* **What you will do**
Starting at the line that contains "Look at the photo above. For each instance of the metal" and ending with the line that contains "pixel 65 419", format the lines below as a JSON list of strings with one string per line, leaving out any blank lines.

begin Data for this task

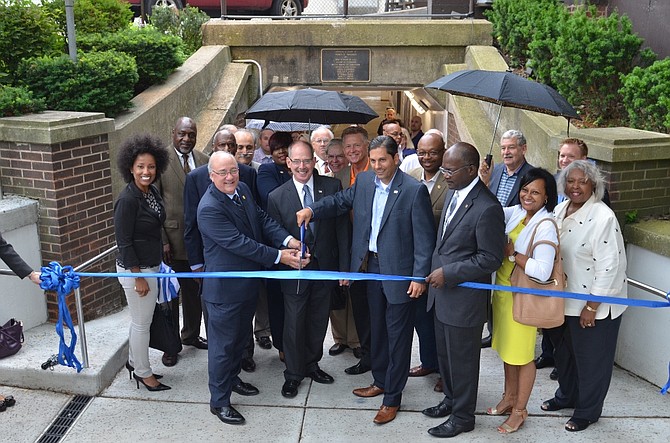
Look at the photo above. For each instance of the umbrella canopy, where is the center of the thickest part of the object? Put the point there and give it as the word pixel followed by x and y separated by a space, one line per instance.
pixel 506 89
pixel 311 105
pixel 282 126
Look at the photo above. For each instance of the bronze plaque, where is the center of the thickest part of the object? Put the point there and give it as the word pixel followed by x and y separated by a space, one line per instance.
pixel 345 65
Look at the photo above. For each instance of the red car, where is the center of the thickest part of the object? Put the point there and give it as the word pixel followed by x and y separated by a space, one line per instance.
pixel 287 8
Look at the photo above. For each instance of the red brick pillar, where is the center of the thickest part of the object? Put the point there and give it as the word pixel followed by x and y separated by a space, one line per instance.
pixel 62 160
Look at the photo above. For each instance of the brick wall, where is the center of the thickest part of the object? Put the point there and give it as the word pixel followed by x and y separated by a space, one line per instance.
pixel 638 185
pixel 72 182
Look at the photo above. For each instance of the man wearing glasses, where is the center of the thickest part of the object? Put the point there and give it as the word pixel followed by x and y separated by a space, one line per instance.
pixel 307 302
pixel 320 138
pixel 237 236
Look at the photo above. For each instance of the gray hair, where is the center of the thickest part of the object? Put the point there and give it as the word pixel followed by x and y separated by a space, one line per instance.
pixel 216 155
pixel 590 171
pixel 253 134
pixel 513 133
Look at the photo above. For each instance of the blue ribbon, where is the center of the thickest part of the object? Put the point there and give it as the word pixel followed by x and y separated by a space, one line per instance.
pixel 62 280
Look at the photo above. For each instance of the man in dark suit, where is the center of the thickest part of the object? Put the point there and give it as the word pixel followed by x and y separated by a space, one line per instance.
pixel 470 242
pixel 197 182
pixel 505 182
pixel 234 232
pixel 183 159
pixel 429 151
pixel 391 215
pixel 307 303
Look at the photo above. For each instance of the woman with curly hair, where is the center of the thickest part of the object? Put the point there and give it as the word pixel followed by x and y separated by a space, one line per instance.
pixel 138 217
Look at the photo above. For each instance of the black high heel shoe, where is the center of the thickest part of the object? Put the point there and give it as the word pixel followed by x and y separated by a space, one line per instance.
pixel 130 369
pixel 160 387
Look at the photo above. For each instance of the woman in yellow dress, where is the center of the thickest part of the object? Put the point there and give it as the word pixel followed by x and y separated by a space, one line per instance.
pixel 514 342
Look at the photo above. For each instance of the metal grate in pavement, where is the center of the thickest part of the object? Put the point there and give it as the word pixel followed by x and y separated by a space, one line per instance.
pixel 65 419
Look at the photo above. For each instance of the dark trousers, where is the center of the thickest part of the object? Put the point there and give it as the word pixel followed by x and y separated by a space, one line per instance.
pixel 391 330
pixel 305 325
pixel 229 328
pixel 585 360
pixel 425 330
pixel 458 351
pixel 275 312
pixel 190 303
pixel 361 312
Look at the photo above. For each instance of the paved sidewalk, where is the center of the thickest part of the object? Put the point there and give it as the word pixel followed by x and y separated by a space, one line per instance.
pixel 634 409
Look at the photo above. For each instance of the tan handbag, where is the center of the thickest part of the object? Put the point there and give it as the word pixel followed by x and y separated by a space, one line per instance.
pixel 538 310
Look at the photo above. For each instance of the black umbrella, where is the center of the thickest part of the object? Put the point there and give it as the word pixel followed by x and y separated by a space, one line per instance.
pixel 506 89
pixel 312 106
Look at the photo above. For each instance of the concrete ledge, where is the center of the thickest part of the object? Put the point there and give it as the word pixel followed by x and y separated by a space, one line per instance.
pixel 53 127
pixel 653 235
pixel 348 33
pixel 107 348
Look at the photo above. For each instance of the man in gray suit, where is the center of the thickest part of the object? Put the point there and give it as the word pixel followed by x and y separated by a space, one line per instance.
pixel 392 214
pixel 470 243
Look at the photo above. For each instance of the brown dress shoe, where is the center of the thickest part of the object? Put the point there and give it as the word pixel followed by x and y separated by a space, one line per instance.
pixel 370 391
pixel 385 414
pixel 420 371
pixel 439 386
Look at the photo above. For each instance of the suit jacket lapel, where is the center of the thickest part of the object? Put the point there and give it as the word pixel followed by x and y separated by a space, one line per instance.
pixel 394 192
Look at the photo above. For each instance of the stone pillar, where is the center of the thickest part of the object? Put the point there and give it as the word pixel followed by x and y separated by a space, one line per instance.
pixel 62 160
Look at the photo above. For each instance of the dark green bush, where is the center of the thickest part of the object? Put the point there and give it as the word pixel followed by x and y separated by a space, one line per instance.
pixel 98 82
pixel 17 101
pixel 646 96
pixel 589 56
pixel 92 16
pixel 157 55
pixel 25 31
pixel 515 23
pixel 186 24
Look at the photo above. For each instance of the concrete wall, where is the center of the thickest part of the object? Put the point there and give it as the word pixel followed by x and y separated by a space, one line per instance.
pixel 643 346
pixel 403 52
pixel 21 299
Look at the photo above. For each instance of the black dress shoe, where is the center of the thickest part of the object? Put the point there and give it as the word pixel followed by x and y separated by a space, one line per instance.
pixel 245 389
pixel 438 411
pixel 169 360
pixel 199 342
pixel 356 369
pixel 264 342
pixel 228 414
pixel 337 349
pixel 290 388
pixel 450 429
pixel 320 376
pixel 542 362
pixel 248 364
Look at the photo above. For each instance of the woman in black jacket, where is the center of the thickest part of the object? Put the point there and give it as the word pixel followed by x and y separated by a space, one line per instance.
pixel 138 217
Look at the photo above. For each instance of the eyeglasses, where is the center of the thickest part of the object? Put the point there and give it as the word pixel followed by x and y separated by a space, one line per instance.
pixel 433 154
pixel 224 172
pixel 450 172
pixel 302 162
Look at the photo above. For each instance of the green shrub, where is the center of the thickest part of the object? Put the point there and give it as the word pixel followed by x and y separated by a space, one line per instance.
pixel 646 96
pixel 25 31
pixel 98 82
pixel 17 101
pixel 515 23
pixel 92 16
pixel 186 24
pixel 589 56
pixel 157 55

end Data for this task
begin Data for this task

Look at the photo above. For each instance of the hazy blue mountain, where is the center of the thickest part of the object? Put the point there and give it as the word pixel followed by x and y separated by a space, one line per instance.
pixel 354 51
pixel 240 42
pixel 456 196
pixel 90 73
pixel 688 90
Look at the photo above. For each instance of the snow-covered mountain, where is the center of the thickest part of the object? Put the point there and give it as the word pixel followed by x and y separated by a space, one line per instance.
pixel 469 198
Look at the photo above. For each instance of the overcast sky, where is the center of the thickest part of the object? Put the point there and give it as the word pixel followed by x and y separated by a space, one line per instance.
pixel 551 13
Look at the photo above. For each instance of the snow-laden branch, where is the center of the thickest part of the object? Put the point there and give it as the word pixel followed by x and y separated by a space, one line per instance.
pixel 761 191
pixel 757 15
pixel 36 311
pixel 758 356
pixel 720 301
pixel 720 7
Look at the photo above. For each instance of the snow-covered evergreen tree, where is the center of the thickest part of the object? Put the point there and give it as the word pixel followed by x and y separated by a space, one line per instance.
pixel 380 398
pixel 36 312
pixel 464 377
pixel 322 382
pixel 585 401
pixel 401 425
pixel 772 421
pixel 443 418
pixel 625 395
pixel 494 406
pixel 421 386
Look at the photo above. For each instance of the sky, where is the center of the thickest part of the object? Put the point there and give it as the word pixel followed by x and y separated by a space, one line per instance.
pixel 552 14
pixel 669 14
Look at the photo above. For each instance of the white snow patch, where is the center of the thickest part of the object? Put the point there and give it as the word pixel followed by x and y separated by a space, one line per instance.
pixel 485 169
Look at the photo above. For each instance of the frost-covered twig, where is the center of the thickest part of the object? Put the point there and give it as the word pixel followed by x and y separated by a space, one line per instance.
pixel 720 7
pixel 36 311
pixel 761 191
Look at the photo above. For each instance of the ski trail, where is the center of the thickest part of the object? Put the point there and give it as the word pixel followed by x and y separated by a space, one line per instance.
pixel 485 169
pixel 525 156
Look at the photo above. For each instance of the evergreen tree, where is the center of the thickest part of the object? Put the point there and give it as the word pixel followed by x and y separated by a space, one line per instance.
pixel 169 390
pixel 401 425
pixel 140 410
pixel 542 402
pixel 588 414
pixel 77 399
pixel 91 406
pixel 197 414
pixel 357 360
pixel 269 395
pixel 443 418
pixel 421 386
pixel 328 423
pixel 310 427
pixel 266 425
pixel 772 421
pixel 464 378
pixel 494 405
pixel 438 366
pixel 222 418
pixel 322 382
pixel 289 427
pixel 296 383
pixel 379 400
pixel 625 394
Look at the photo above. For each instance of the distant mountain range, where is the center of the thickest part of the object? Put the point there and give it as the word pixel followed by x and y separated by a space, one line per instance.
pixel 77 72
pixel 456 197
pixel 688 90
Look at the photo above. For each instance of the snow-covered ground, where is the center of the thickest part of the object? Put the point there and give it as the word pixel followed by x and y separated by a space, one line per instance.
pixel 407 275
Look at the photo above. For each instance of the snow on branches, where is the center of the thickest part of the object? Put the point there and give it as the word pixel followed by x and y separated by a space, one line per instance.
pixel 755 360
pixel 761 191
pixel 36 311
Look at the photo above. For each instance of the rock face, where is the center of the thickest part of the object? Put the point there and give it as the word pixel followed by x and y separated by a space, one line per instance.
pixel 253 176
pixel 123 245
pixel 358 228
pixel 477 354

end Data for this task

* **The output**
[
  "Look at the photo above. For each instance of the metal grate in pavement, where is the center of the thickest part of the object? Put the point there and give it as the word pixel followed by x and y separated by a space, one line per instance.",
  "pixel 65 419"
]